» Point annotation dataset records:
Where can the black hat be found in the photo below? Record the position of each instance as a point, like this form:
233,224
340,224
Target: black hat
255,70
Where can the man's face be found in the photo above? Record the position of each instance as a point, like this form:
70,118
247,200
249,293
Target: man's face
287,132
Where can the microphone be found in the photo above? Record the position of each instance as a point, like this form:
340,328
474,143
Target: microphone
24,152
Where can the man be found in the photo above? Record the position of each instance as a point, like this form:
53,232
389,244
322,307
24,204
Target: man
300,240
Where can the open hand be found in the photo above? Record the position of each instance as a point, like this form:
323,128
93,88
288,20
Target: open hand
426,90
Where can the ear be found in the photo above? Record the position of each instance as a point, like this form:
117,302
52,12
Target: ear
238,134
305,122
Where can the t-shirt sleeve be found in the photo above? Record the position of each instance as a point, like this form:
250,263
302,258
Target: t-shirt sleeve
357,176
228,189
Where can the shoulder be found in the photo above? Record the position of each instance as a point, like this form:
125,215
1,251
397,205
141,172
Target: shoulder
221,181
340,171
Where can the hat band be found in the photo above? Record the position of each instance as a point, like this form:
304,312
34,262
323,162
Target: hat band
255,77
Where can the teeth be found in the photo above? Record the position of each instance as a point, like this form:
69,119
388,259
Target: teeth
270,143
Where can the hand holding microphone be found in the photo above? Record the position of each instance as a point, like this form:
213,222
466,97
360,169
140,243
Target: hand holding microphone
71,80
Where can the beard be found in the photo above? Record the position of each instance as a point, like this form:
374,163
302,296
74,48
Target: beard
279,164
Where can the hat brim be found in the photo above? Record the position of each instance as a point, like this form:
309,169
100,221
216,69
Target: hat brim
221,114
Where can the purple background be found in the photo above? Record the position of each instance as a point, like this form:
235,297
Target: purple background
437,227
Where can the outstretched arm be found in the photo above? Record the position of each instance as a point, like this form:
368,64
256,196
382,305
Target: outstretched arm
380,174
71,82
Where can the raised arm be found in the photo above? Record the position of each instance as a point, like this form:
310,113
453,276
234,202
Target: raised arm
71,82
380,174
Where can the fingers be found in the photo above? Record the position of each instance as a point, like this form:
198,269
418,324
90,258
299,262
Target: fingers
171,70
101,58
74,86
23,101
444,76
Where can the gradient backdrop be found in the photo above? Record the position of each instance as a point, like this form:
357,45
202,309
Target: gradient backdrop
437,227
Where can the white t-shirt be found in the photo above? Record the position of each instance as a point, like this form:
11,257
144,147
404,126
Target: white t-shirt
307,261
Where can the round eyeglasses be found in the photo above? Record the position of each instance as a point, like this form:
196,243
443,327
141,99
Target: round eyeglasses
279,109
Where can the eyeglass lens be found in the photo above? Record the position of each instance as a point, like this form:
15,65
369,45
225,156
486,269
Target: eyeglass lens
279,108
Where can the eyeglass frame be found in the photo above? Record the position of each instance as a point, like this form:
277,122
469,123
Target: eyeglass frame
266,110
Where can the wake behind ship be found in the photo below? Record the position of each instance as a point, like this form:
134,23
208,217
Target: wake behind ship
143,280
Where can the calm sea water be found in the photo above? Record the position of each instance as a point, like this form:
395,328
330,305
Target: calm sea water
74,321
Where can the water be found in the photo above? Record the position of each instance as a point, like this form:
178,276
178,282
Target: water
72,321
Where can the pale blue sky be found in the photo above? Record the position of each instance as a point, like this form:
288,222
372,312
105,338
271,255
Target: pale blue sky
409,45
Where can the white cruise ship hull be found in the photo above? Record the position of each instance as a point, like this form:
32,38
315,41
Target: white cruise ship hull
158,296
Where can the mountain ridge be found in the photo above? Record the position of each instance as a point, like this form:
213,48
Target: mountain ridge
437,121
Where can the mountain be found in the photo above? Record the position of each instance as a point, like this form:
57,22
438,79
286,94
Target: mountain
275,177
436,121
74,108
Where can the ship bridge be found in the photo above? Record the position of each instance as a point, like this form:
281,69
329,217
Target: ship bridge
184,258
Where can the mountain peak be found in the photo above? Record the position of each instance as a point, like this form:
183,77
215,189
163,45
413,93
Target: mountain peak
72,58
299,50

» Problem statement: Your task is to print all of the records exactly.

» Expected output:
Where can the black hat be found in the photo below? Record the position of each instance as a point, like this form:
233,224
340,224
Target: black hat
255,70
Where can the man's face be found in the photo above? Record the position of each instance as a point, like this form:
70,118
247,200
249,293
Target: man's face
287,132
Where can the microphone be found in the photo above? Record the position of each instance as a point, like this form:
340,328
474,143
Target: microphone
24,152
Where can the man be found in the photo above? Record the position of each instance as a point, like this form:
53,232
389,244
322,307
24,204
Target: man
300,240
Where can the open hand be found in the photo above? Record the position of each instance as a point, like this form:
323,128
93,88
288,20
Target: open hand
426,90
Where can the ear be found in the photo above? Record the position of each instance as a point, like this form:
117,302
52,12
Target: ear
238,134
305,122
Where can the t-shirt sleeve be found in the photo above? Record the position of each instance as a point, like this form:
250,263
302,258
Target: t-shirt sleeve
357,176
228,189
Where can the shoulder be found in the photo above? Record the position of each instance as a point, like this form:
125,215
1,251
397,205
141,172
Target: shoulder
221,181
340,171
Where can the hat band be found in the photo above? Record the position of each instance as a point, like this form:
304,312
34,262
323,162
Target: hat band
255,77
Where can the teeth be found in the photo above? Record the position of each instance as a point, like this form:
69,119
388,259
Target: teeth
270,143
Where can the hand holding microphone be found in the photo above? Record the position of each instance as a point, like this form:
213,222
466,97
360,169
140,243
Target: hand holding microphone
71,80
Where can the beard be found in the photo above? Record the position of each instance as a point, like this form:
374,163
302,296
74,48
Target: beard
279,164
Where can the hat brim be found in the photo above? Record the position of each instance as a point, like this form:
309,169
100,221
216,69
Target: hat brim
221,114
Where can the purple background be found in the photo above? Record the position of each instance as a point, like this form:
235,297
Target: purple background
437,227
Where can the outstretched arm be found in the photo above? Record the position of each instance as a point, like this form:
368,64
256,196
382,305
Target: outstretched arm
380,174
71,82
Where can the raised arm be found in the photo above? Record the position of each instance as a point, like this form:
310,113
453,276
234,202
Target: raised arm
71,82
380,174
Where can the fingers be found in the photo above? Record the position of each instance as a point, like this form:
198,269
418,324
90,258
299,262
Target: fingers
171,70
101,58
74,86
23,101
444,76
Where can the gradient backdrop be found in the photo above? Record the position of each instance as a point, like this form:
357,45
202,309
Target: gradient backdrop
437,227
Where can the white t-shirt be found in the photo above? Record the position of each instance as a point, like this form:
11,257
144,147
404,126
Target: white t-shirt
307,261
Where can the round eyeglasses be found in the photo above? Record the position of each instance as a point, like this form:
196,243
443,327
141,99
Target: round eyeglasses
279,109
Where can the eyeglass lens be found in the photo above? Record the position of each instance as a point, like this form:
15,65
369,45
225,156
486,269
Target: eyeglass lens
279,108
Where can the eyeglass frame be found in the photo above? Record the position of each instance as a point, like this form:
277,122
469,123
Target: eyeglass frame
266,110
Where can the wake behind ship be found in the photo below? Record the position of each instance as a point, like this form:
134,23
208,217
Target: wake behind ship
143,280
Where can the calm sea water be found in the photo above? Record the position of each instance as a point, like this form:
395,328
330,305
Target: calm sea water
74,321
Where can the water be found in the photo above? Record the position of each instance as a point, like this form:
178,276
178,282
Target: water
72,321
Where can the pale blue sky be found in the photo above? Record the position of each instance as a point, like this form:
288,222
372,312
105,338
271,255
Target: pale blue sky
409,45
Where can the white cruise ship hull be found in the photo above? Record the position of each instance as a point, like this form:
32,38
315,41
Target: white cruise ship hull
158,296
Where can the mountain ridge be found in the photo above? Record the position of each instance as a point, like this form:
213,48
Target: mountain ridge
437,121
Where can the mountain be found in the photo above? Record the position of each instance as a point, like this form:
57,22
438,79
286,94
Target: mountain
275,177
436,121
74,108
Where can the ship bridge be found in the photo above? Record the position of each instance as a point, like this form:
281,69
329,217
Target: ship bridge
184,258
Where can the mountain peak be found in the photo above? Record the position of each instance as a point, like this form:
183,77
215,189
163,45
413,93
Target: mountain peak
72,58
299,50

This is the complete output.